## TASK INPUTS
--------------------
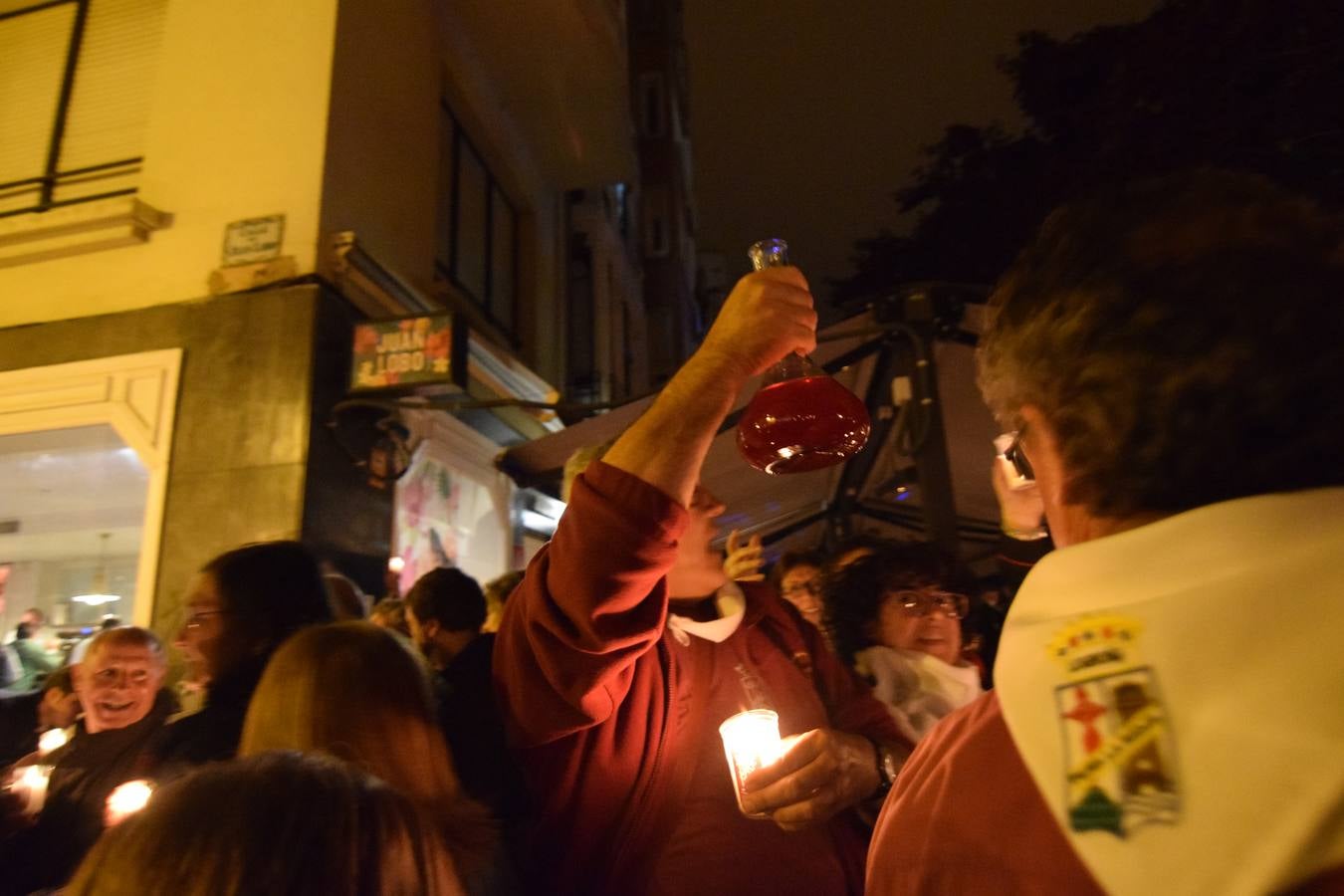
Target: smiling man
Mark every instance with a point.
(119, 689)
--------------------
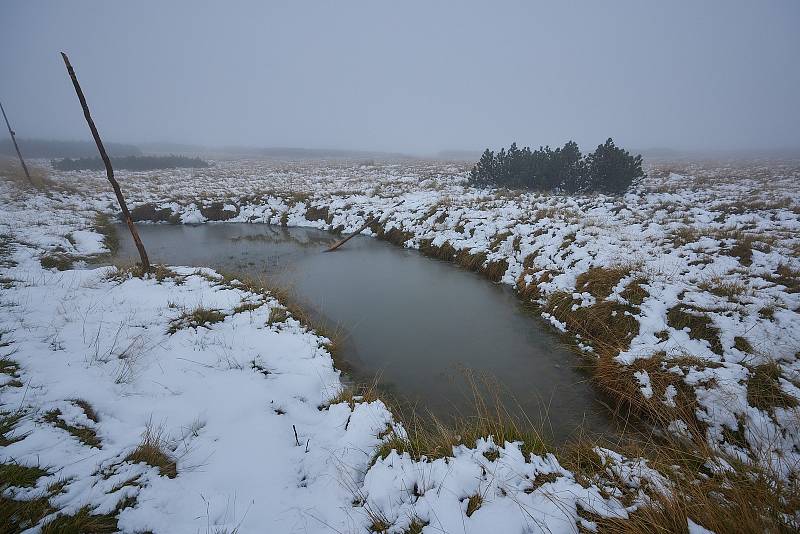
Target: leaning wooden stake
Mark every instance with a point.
--------------------
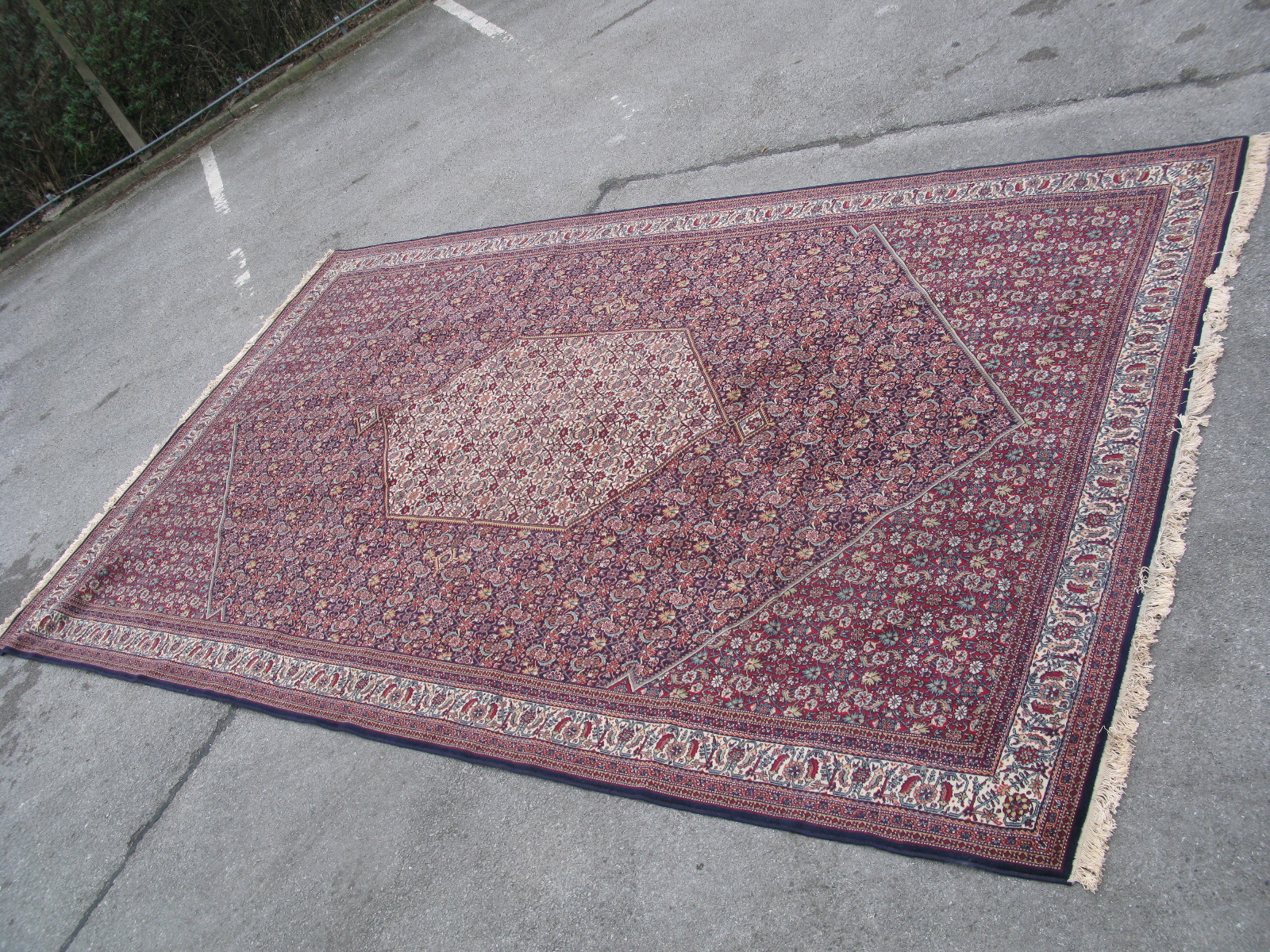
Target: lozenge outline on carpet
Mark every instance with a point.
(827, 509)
--------------------
## WORK TO COMPLETE
Pull out every line from the items above that contains the word "Target", matching case exactly.

## WRITTEN ANSWER
Target: smiling man
Target: leaning wooden stake
Target: lozenge outline on carpet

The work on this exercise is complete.